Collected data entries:
------------------------------

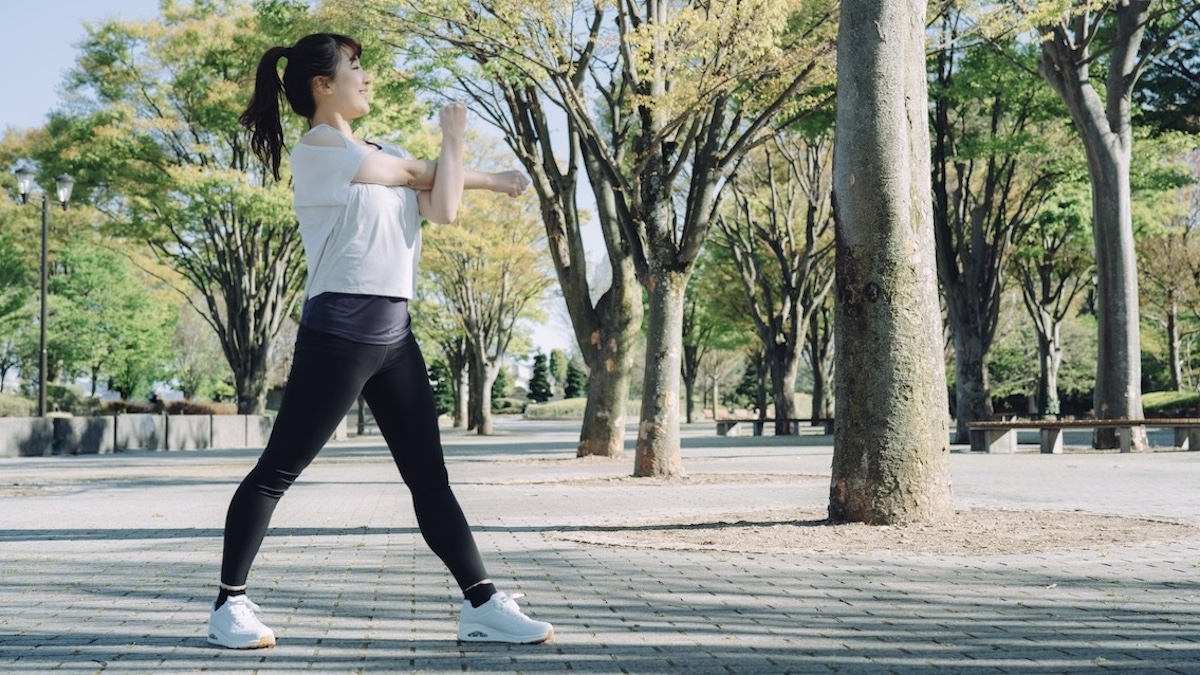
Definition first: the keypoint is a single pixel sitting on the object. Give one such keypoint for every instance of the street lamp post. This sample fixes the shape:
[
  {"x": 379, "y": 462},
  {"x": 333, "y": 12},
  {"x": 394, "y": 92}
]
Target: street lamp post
[{"x": 63, "y": 187}]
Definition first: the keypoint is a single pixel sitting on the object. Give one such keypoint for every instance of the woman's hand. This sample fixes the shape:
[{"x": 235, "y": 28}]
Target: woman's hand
[
  {"x": 511, "y": 183},
  {"x": 453, "y": 119}
]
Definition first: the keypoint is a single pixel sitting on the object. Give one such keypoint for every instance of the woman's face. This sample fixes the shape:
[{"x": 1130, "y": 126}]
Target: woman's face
[{"x": 347, "y": 91}]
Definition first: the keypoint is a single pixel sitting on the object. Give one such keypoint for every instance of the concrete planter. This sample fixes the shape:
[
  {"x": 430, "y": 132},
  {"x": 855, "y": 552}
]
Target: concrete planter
[
  {"x": 189, "y": 431},
  {"x": 84, "y": 435},
  {"x": 27, "y": 436},
  {"x": 35, "y": 436},
  {"x": 141, "y": 431},
  {"x": 258, "y": 429},
  {"x": 229, "y": 430}
]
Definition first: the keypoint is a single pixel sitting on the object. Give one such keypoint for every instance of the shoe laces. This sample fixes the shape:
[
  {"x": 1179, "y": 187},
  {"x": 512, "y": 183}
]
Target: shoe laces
[
  {"x": 508, "y": 603},
  {"x": 244, "y": 611}
]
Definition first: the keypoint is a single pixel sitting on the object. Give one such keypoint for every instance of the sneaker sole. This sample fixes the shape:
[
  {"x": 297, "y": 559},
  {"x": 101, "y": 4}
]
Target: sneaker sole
[
  {"x": 264, "y": 643},
  {"x": 509, "y": 639}
]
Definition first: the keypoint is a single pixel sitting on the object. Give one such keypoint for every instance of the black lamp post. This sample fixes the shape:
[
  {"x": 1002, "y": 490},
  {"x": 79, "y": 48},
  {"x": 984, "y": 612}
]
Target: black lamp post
[{"x": 63, "y": 186}]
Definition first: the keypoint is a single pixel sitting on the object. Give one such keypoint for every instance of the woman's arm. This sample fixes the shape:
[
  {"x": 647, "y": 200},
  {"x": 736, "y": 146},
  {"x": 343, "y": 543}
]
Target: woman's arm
[
  {"x": 382, "y": 168},
  {"x": 441, "y": 202}
]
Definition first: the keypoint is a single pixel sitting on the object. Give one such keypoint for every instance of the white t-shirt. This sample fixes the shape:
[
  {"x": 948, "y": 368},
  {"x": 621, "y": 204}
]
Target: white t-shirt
[{"x": 358, "y": 237}]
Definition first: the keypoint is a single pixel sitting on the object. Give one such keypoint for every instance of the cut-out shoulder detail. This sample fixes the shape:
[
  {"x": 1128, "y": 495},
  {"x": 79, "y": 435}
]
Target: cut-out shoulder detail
[{"x": 325, "y": 136}]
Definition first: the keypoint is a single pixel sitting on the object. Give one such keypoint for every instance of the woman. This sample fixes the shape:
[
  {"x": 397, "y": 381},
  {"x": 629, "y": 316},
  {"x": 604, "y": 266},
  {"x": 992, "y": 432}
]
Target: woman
[{"x": 359, "y": 205}]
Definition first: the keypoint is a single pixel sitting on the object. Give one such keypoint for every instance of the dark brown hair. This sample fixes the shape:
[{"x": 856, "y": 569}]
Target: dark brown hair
[{"x": 312, "y": 55}]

------------------------------

- _Exercise details_
Print every line of the data above without changes, leaving out the pictures.

- _Response_
Definition first: the keypoint is a single pixel sitting on the object. Give one such keypoint for every instance of the street lamp post. This sample fixes the shape:
[
  {"x": 379, "y": 462},
  {"x": 333, "y": 12},
  {"x": 394, "y": 92}
]
Target: street lamp post
[{"x": 63, "y": 187}]
Definition first: the keypoint is a single pixel sitting on the object. Give one such keypoint for every instance of the woman's hand. This sample fixes the shape:
[{"x": 235, "y": 28}]
Target: woman's hand
[
  {"x": 511, "y": 183},
  {"x": 453, "y": 119}
]
Definition first: the keypoint is a single pixel sitting on the object. Give one such keypoint for every instance of the woman's face. This sample fixes the shape:
[{"x": 1130, "y": 126}]
Target: woman's face
[{"x": 347, "y": 91}]
Definition first: the keypoint is a single pixel sitting on the object. Give one such keypoint for every instance of the concrete planter. This sample fixes the shape:
[
  {"x": 430, "y": 132},
  {"x": 855, "y": 552}
]
Target: concrete planter
[
  {"x": 189, "y": 431},
  {"x": 84, "y": 435},
  {"x": 27, "y": 436},
  {"x": 35, "y": 436},
  {"x": 141, "y": 431},
  {"x": 258, "y": 429},
  {"x": 229, "y": 430}
]
Definition first: the keypoint is a single pixel sitting on the object. Give one such keypoint for every instance of the shoe laces. This sample fixes the shape:
[
  {"x": 1179, "y": 187},
  {"x": 512, "y": 183}
]
Target: shoe laces
[
  {"x": 508, "y": 603},
  {"x": 244, "y": 611}
]
Definition first: the keypoint is a single pixel sitting on the object. Give one such keypoint for every instance of the sneaker sole. This sample fixes the shape:
[
  {"x": 297, "y": 559},
  {"x": 101, "y": 4}
]
Target: sneaker sole
[
  {"x": 264, "y": 643},
  {"x": 509, "y": 639}
]
Definition first: the keypoint is a single pixel sitting on the object. Give one such keypoint for every instance of the black lamp post. This sample fixes the shape:
[
  {"x": 1002, "y": 490},
  {"x": 79, "y": 48},
  {"x": 984, "y": 612}
]
Target: black lamp post
[{"x": 63, "y": 186}]
Definition first: the keypoint is a single pixel sitting on the object. Give one such keypoint for every instance of the woman's arm. This sample fixes the shape:
[
  {"x": 647, "y": 200},
  {"x": 736, "y": 146},
  {"x": 343, "y": 543}
]
Target: woman's arm
[
  {"x": 382, "y": 168},
  {"x": 441, "y": 202}
]
Definition first: the keypoint is a single pixel sitting on the object. Give one such keypoint for every instance of the white t-shirt. This sample fixes the shape:
[
  {"x": 948, "y": 368},
  {"x": 621, "y": 204}
]
Target: white t-shirt
[{"x": 358, "y": 237}]
Definition first: the keypoint is a single pixel sitting on the object. Give one such keypoint for every instance of the cut-out shoulder detail. This sample fixes the shape:
[
  {"x": 1128, "y": 495},
  {"x": 79, "y": 435}
]
Target: cut-out shoulder detail
[{"x": 325, "y": 136}]
Definition first: the keypoint is a single pixel sitting on the object. Give one such keypoint for every instance of the woman. This sample fixes the shape:
[
  {"x": 397, "y": 381},
  {"x": 629, "y": 316},
  {"x": 604, "y": 266},
  {"x": 992, "y": 432}
]
Target: woman
[{"x": 359, "y": 205}]
Definition first: the keypoint is a single pixel sitting on the object. Give one such keypoint for every instance of the dark brown hair. This sample fixes the shape:
[{"x": 856, "y": 569}]
Target: dark brown hair
[{"x": 312, "y": 55}]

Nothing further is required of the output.